● Ziel der Aufgabe
Gib den Text über deutsche Vorschläge zur GSVP vollständig und wortgetreu aus.

● Vorliegender Text
——————
Zivilmacht mit Zähnen
Deutsche Vorschläge für eine Neubelebung der GSVP
Angesichts der Schuldenkrise in der EU spielt die Sicherheitspolitik derzeit nur eine untergeordnete Rolle. Dabei wird Europa künftig stärker für seine eigene Sicherheit verantwortlich sein. Deutschland sollte die Initiative für eine Revitalisierung ergreifen. Diese Arbeit fängt für Berlin vor allem zuhause an.
1. These: Deutsche Sicherheitspolitik hat ein Glaubwürdigkeitsproblem. Eine deutsche Initiative zur Stärkung der europäischen Sicherheits- und Verteidigungspolitik sollte dieses Problem aufgreifen und konstruktiv wenden, um überhaupt Wirkung entfalten zu können.
Die deutsche Enthaltung zu Libyen im UN-Sicherheitsrat wiegt immer noch schwer bei den Partnern in Europa. Es herrscht bestenfalls Verwirrung über die Berliner Außen- und Sicherheitspolitik, schlimmstenfalls wird Deutschland unterstellt, dass es sich aus diesem Politikfeld der EU ganz verabschiedet hat. So gilt Deutschland als schwer einschätzbar und getrieben von seinen wirtschaftlichen Interessen.
——————
● Auszug aus Datensatz
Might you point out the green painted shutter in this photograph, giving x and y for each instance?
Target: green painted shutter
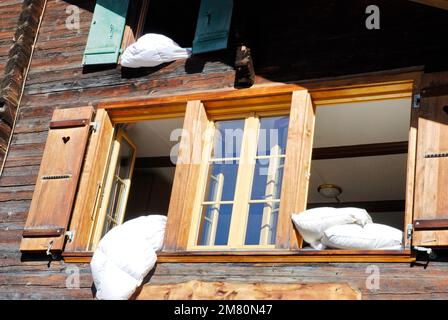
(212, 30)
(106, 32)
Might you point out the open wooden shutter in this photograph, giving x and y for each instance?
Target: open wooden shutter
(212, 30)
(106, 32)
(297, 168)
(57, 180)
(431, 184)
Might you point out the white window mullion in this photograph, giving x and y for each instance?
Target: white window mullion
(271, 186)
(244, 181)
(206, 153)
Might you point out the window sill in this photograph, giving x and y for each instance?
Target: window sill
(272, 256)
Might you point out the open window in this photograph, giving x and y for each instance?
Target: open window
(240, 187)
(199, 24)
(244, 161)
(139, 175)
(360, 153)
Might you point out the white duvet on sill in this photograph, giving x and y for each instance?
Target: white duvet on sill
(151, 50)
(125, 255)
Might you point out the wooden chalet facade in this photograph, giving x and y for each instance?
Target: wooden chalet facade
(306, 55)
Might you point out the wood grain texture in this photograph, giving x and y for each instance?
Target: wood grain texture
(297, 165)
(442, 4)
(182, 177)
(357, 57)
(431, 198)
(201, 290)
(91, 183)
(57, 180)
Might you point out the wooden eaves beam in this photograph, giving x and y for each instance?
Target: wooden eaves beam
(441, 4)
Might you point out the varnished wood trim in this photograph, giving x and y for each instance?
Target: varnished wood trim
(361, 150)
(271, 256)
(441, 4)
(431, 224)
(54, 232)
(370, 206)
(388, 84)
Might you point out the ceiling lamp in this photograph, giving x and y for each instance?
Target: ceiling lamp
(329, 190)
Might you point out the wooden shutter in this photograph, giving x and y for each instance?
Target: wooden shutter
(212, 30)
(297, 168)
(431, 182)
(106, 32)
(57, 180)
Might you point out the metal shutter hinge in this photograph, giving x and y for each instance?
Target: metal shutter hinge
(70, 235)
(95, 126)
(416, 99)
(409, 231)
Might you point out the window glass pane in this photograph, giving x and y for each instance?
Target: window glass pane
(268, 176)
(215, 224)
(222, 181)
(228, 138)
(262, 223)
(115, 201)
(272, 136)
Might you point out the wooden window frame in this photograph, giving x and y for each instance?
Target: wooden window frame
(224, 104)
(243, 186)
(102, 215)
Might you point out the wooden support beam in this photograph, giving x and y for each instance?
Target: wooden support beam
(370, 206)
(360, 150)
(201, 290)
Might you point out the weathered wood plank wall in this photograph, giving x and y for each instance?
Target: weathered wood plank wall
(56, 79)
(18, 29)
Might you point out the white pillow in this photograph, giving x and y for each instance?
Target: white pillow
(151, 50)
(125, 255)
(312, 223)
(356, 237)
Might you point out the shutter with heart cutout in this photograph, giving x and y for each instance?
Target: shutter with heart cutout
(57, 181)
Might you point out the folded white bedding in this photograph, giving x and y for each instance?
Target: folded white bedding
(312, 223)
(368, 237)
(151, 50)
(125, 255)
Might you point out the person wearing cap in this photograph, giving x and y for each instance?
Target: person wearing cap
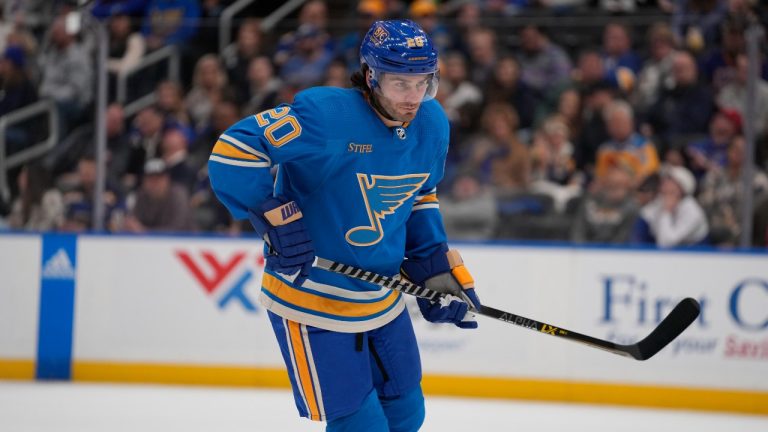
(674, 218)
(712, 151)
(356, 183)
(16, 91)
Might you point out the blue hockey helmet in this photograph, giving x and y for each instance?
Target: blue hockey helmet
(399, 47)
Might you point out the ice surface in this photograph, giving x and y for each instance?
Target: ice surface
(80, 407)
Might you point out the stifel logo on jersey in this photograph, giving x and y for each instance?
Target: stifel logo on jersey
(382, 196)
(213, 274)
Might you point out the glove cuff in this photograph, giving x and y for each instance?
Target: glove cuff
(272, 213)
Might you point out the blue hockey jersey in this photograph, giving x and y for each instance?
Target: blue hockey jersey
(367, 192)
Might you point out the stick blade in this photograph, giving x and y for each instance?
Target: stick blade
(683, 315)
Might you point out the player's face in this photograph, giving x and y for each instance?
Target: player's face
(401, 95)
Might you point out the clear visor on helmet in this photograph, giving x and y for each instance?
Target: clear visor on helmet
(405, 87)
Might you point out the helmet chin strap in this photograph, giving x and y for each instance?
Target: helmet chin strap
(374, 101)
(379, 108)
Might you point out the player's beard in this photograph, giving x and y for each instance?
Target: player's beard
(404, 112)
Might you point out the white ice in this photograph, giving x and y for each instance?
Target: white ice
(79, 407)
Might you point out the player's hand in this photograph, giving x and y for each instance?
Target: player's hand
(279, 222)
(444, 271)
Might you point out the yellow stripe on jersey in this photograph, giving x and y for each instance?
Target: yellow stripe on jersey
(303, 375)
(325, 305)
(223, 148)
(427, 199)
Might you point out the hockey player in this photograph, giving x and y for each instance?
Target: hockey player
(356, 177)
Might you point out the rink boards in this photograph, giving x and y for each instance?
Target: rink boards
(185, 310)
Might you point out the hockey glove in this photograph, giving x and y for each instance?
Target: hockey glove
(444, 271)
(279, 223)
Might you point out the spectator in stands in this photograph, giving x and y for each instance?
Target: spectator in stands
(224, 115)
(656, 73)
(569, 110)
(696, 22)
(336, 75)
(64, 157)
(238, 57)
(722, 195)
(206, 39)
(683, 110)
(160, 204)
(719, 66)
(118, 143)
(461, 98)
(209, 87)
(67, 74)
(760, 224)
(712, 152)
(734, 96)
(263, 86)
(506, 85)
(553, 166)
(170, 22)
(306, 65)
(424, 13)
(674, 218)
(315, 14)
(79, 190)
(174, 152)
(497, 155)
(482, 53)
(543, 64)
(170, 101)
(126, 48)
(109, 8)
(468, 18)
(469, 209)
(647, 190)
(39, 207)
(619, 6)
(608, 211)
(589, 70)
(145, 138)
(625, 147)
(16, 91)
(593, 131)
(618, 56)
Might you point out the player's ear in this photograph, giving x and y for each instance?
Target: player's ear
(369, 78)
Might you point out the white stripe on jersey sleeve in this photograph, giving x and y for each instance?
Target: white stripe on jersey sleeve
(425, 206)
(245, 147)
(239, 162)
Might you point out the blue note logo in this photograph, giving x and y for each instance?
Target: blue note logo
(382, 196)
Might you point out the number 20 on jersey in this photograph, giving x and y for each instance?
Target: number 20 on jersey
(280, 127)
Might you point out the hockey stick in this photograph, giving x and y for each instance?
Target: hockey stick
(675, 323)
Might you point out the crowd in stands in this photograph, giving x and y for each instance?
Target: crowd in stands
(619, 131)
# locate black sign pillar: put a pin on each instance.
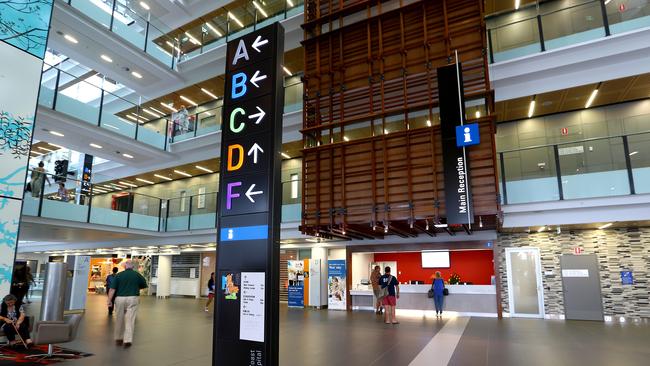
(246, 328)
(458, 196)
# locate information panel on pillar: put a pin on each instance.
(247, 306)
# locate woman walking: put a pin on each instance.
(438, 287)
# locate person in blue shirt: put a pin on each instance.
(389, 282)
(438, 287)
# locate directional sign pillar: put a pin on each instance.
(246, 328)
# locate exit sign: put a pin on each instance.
——————
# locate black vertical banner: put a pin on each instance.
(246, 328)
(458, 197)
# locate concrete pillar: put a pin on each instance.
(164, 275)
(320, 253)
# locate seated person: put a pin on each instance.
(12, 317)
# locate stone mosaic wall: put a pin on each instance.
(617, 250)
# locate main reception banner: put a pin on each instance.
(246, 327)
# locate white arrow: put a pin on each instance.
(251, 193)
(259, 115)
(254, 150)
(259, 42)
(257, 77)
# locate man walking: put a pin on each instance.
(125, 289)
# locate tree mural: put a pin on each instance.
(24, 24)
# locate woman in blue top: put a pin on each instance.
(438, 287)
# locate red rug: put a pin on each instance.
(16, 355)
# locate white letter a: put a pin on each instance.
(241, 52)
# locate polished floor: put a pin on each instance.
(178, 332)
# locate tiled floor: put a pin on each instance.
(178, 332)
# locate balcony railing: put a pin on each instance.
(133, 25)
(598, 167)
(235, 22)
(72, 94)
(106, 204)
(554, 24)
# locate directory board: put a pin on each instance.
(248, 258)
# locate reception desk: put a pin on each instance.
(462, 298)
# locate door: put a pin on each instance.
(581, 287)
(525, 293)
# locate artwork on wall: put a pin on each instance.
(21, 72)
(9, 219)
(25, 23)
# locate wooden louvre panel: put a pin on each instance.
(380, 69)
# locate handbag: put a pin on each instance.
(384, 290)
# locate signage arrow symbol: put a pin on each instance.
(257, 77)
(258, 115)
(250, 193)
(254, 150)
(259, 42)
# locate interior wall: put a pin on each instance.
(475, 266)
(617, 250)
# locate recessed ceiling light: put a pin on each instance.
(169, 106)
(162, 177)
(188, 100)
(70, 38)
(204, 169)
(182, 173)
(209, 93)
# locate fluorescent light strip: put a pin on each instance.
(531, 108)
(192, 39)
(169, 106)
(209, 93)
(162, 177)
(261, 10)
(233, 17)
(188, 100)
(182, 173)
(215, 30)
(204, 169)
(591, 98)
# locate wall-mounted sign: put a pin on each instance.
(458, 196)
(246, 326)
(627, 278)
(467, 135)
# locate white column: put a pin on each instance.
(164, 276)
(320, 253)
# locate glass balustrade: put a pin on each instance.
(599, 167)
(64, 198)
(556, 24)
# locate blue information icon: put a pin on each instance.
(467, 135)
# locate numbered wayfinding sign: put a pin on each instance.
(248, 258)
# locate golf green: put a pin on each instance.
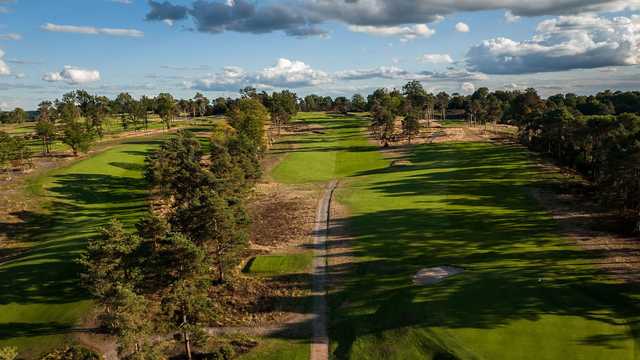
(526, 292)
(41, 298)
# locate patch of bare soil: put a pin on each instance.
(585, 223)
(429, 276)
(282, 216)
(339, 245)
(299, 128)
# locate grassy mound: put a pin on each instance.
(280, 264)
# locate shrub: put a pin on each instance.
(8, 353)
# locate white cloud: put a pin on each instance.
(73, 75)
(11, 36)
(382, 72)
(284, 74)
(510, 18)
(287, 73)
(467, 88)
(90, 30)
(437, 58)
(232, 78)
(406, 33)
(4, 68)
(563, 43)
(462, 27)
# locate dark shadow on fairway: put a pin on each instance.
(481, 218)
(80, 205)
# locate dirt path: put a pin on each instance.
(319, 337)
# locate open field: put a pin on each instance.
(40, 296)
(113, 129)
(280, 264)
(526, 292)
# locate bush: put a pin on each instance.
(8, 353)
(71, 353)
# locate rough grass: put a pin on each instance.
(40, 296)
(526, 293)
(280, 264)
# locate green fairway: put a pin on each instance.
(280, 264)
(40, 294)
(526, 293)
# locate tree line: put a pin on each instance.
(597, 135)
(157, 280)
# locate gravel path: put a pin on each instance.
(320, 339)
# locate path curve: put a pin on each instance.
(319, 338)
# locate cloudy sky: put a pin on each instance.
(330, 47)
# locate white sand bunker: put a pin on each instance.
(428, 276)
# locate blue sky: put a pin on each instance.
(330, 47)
——————
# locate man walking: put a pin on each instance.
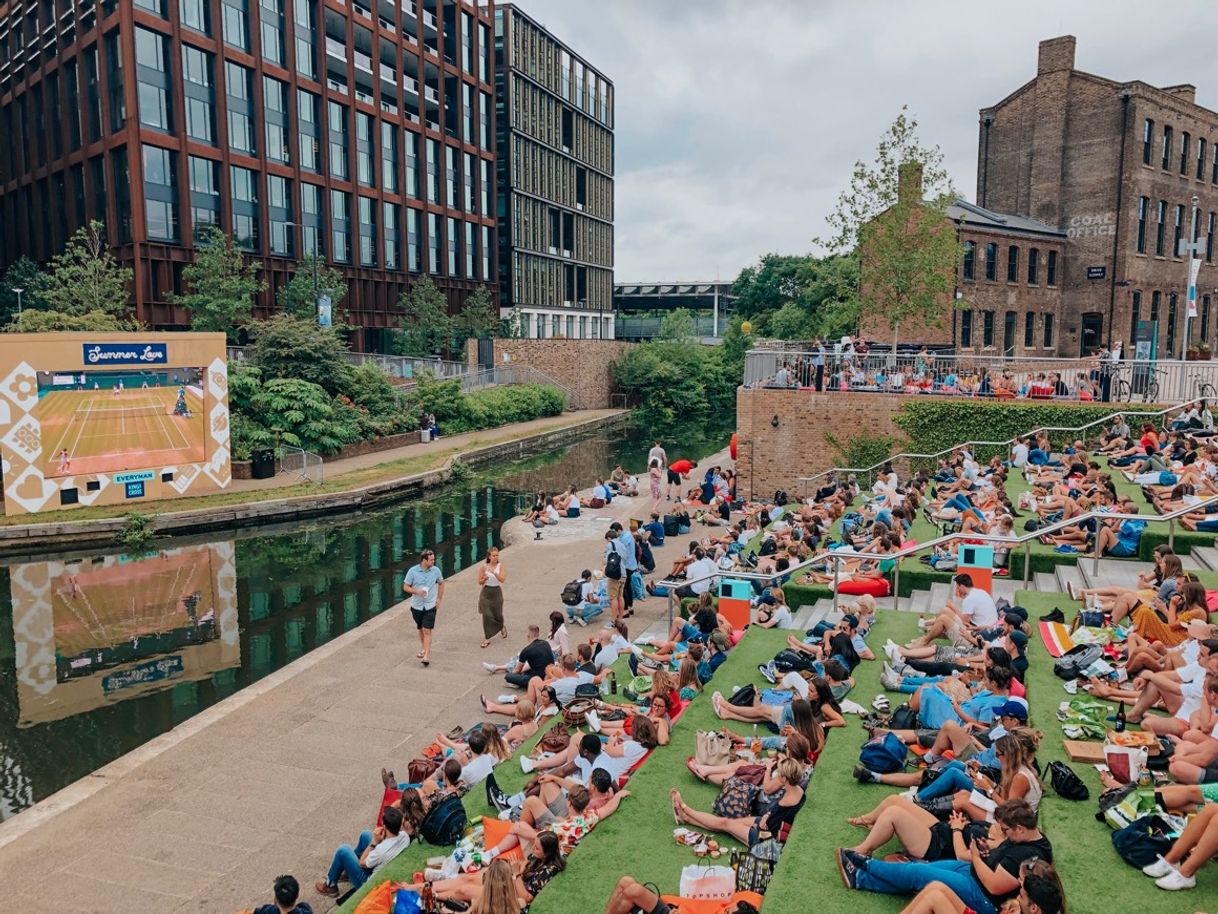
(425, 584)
——————
● Antwort zur Aufgabe
Zivilmacht mit Zähnen
Deutsche Vorschläge für eine Neubelebung der GSVP
Angesichts der Schuldenkrise in der EU spielt die Sicherheitspolitik derzeit nur eine untergeordnete Rolle. Dabei wird Europa künftig stärker für seine eigene Sicherheit verantwortlich sein. Deutschland sollte die Initiative für eine Revitalisierung ergreifen. Diese Arbeit fängt für Berlin vor allem zuhause an.
1. These: Deutsche Sicherheitspolitik hat ein Glaubwürdigkeitsproblem. Eine deutsche Initiative zur Stärkung der europäischen Sicherheits- und Verteidigungspolitik sollte dieses Problem aufgreifen und konstruktiv wenden, um überhaupt Wirkung entfalten zu können.
Die deutsche Enthaltung zu Libyen im UN-Sicherheitsrat wiegt immer noch schwer bei den Partnern in Europa. Es herrscht bestenfalls Verwirrung über die Berliner Außen- und Sicherheitspolitik, schlimmstenfalls wird Deutschland unterstellt, dass es sich aus diesem Politikfeld der EU ganz verabschiedet hat. So gilt Deutschland als schwer einschätzbar und getrieben von seinen wirtschaftlichen Interessen.